• _Data provided_:
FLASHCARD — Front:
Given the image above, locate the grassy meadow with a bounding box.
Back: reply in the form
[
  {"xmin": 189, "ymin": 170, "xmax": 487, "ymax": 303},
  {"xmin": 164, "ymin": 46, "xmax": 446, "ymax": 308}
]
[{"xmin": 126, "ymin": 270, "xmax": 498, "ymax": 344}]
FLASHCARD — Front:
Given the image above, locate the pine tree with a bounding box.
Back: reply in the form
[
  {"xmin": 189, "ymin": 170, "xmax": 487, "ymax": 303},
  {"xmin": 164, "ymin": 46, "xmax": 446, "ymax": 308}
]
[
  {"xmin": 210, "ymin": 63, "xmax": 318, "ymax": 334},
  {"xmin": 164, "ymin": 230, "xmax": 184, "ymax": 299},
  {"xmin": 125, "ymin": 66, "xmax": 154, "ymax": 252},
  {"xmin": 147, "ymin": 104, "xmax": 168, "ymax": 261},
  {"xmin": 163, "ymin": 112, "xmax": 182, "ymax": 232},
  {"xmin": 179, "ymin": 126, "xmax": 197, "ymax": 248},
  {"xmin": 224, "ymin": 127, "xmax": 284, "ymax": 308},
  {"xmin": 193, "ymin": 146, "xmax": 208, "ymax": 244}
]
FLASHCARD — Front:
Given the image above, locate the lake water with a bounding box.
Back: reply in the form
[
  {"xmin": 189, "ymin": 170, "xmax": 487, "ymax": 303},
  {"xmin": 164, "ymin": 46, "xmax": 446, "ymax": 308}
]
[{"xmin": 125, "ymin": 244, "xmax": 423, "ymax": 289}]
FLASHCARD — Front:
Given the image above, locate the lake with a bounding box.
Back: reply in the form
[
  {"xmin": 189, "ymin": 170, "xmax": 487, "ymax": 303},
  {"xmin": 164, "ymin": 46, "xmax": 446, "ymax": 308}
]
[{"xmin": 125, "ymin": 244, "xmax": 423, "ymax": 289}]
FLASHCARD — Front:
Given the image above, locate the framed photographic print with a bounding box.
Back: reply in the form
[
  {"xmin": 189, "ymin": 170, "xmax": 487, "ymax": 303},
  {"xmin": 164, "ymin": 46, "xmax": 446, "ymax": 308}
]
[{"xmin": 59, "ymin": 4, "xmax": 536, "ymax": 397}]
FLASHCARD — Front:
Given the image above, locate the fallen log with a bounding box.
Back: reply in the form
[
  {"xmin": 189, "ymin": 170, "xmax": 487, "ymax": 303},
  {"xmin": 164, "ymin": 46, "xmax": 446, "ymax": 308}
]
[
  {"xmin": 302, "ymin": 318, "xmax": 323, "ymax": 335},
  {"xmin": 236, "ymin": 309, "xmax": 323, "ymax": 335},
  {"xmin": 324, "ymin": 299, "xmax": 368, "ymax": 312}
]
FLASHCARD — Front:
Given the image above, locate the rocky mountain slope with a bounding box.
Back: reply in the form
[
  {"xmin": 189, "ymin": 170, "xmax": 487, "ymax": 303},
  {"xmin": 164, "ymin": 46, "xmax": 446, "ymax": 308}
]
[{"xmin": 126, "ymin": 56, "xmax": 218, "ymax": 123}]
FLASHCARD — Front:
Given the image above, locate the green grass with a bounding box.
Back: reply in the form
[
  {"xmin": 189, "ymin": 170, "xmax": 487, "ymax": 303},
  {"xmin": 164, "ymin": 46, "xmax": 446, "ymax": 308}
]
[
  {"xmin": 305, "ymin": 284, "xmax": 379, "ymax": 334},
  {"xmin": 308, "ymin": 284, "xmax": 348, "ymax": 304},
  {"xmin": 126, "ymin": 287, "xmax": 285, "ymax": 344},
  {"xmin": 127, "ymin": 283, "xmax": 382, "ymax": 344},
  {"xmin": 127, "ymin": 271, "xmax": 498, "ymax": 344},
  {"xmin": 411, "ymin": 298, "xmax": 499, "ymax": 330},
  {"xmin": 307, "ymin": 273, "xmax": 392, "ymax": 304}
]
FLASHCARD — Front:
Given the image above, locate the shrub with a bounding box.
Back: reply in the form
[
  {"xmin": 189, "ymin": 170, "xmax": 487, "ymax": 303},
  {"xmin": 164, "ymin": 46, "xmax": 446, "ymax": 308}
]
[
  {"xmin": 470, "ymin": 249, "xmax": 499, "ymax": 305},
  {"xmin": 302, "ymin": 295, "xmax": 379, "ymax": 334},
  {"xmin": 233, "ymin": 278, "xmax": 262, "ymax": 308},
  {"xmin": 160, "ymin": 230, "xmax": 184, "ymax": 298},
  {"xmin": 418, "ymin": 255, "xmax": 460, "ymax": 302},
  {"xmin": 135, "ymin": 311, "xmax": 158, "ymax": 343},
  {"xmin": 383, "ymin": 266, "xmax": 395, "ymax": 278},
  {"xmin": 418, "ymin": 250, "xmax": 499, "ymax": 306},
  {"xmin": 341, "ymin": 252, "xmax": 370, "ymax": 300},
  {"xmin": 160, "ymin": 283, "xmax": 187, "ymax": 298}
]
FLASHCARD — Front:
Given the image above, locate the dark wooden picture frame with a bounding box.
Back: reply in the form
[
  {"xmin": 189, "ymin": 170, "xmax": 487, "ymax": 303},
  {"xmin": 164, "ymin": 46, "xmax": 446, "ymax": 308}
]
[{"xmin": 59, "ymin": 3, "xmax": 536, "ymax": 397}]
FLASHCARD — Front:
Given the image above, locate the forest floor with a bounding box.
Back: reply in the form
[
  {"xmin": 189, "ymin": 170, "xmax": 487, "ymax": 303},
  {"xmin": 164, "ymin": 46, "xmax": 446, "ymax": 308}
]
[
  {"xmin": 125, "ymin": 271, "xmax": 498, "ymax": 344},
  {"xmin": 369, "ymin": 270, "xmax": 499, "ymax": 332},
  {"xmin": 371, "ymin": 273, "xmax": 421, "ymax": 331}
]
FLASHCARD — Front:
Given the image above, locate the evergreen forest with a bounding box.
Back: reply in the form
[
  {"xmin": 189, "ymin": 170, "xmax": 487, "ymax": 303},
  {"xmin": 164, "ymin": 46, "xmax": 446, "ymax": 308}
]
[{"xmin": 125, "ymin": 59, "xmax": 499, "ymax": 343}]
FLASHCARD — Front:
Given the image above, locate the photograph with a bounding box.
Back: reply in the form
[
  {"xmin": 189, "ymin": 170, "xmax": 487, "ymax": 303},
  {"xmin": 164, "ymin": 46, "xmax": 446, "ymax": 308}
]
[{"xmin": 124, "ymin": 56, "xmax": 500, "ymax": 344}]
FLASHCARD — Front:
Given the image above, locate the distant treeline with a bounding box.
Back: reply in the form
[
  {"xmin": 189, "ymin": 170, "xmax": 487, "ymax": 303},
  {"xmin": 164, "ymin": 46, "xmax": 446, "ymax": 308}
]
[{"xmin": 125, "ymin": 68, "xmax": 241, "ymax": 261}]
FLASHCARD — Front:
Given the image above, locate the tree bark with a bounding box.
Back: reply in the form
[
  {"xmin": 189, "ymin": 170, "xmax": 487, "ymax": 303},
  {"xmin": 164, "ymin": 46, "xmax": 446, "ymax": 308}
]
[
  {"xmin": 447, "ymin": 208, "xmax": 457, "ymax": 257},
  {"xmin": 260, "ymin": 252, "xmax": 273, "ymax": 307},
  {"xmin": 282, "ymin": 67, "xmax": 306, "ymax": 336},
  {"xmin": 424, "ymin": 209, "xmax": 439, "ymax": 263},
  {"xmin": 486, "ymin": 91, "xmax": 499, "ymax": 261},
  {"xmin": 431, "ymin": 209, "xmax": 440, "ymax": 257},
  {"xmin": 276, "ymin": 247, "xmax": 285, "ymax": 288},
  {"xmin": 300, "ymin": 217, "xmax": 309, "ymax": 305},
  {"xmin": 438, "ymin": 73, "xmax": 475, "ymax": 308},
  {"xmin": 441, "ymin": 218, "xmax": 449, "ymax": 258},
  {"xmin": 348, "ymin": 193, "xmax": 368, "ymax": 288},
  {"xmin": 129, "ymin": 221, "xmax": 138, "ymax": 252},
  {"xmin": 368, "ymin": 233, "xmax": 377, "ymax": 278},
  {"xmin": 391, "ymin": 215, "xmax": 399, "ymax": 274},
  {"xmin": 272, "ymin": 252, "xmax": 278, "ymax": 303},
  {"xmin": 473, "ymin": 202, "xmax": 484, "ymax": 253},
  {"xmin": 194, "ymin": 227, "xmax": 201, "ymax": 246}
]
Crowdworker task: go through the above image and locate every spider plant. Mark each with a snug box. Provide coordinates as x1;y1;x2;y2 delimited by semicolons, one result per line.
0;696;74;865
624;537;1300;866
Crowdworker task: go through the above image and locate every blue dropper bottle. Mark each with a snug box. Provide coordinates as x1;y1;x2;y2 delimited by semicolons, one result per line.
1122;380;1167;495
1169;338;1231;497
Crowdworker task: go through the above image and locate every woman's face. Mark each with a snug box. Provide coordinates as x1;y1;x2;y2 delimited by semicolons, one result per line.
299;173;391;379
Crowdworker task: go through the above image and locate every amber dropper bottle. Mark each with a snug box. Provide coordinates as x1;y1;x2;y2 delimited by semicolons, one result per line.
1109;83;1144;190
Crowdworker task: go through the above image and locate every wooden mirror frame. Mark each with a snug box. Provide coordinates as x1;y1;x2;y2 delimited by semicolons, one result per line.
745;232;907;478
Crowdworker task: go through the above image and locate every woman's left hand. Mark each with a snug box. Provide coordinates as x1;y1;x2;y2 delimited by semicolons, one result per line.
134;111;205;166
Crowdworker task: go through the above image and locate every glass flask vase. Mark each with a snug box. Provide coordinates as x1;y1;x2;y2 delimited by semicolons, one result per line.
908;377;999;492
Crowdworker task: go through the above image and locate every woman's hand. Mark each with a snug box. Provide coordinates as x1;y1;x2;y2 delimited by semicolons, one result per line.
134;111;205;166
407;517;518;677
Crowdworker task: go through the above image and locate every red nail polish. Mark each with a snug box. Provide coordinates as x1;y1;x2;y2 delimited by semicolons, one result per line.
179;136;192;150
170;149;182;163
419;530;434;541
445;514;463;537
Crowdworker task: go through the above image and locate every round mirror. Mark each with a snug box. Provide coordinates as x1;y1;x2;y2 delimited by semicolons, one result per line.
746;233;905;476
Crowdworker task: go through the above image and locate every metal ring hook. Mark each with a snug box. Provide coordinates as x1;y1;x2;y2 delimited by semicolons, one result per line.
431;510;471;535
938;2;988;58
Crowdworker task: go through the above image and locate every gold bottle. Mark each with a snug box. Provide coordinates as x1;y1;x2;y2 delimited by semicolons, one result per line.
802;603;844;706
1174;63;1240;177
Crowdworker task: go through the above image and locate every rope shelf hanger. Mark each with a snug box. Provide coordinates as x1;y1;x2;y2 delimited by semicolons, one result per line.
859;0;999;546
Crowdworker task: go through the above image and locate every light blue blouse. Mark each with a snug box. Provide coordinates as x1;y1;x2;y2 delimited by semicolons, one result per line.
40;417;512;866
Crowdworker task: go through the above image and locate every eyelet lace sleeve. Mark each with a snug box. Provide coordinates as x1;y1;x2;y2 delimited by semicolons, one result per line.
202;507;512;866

• _Task directions_: How many lines above contain the word "lake"? Reply with only the number.

• _Written answer_: 2